• **Verilen Görev a**
Metnin ardından gelen girdilerdeki satırları, boş satırları atlayarak numaralı bir liste hâlinde yeniden yazın. Resim yer tutucularını listeye almayın.
── Kaynak Metin
Müyesser Yıldız’ın öğrendiği ‘devlet sırrı’ ne
Barış Terkoğlu
Son Köşe Yazıları

Müyesser Yıldız’ın öğrendiği ‘devlet sırrı’ ne

09.11.2020 07:00
Güncellenme:
Takip Et:

Televizyonu açıyorum. Haritalar var. Ellerindeki çubuklarla “şuradan şuraya” diye gösterenler eski asker. Ordunun sınırı nasıl geçtiğini, hangi birliğin nereye gönderildiğini, hangi silahlarla nasıl operasyon yapıldığını anlatıyorlar. Ara ara önlerindeki telefona bakıp, “çok özel” bilgiler veriyorlar. Sahadaki eski silah arkadaşlarının yaşadıklarını kendileri yaşamış gibi hikâyeleştiriyorlar.

Kravatlı emeklilerin olduğu stüdyodan zaman zaman “bölge”ye bağlanılıyor. Başında kask, üstünde koruyucu yelek olan gazetecinin bir silahı eksik. O anlatırken harbe gidenler film şeridi gibi geçiyor. Yüzü görünmedik asker, fotoğrafı çekilmedik arazi aracı kalmamış gibi. Bir zamanlar Zafer Bayramı’nda bile askeri tören yapılmasını “sivil iradeye saygısızlık” sayan medya, şimdi uzaktan eğitimle kısa dönem askerlik yayınına dönmüş!

Sahi ne bu devlet sırrı?

Bugün, aylardır tutuklu olan gazeteci Müyesser Yıldız’ın ilk duruşması var. Yolda bir daha okuyorum. Telefon konuşmalarına dayalı iddianamede, Müyesser Abla’nın ele geçirdiği “devlet sırları”nı merak ediyorum.

17 Aralık 2019 günü saat 18.22’de Müyesser Abla’nın telefonu çalıyor. Arayan davanın tek asker sanığı Astsubay Erdal Baran. Müyesser Abla, “Efendim birader” diye açıyor. Baran alışveriş yapmış, elinde poşetler. Nefes nefese konuşuyor. Müyesser Abla, “Yoksa Suriye’ye mi geçtin” diyor. Baran, “Yok” deyip başlıyor anlatmaya:

Suriye’den gelen elemanım vardı da…

Suriye’den gelmiş asker, arkadaşı olan asker Erdal’a, o da elinde poşetle yürürken Müyesser Abla’ya anlatıyor:

Bu televizyonlarda izlediğimiz, Ruslarla yaptığımız devriyelerin çoğu ‘çakma’ diyor. Yani ‘10-12 kilometrelik devriye güzergâhı belirleniyor, ikinci kilometrede bizim Kirpiler ya çamura batıyor ya arıza yapıyor ya aks kırıyor, çekerek geri getiriyoruz, hiçbirisi gerçek anlamda tamamlanmıyor’ diyor.
────
── Sağlanan Malzeme
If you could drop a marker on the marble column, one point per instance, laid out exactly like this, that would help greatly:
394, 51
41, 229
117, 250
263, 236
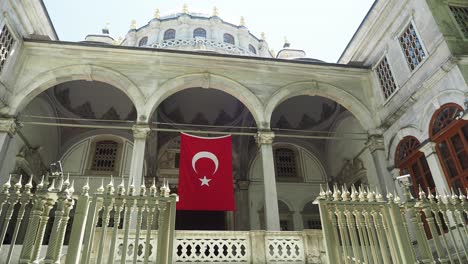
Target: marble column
────
• **Verilen Görev b**
Yukarıdaki köşe yazısına göre aşağıdaki soruları yanıtlayın:
(i) Stüdyoda ellerindeki çubuklarla haritada gösterenler kimlerdir?
(ii) Müyesser Yıldız'ın telefonu hangi gün ve saatte çalıyor?
(iii) Devriyelerde ikinci kilometrede Kirpilerin başına neler geliyor?

• **Tam Yanıt a**
1. If you could drop a marker on the marble column, one point per instance, laid out exactly like this, that would help greatly:
2. 394, 51
3. 41, 229
4. 117, 250
5. 263, 236
6. Target: marble column

• **Tam Yanıt b**
(i) Eski askerler.
(ii) 17 Aralık 2019 günü saat 18.22'de.
(iii) Ya çamura batıyorlar ya arıza yapıyorlar ya da aksları kırılıyor; bu yüzden çekilerek geri getiriliyorlar.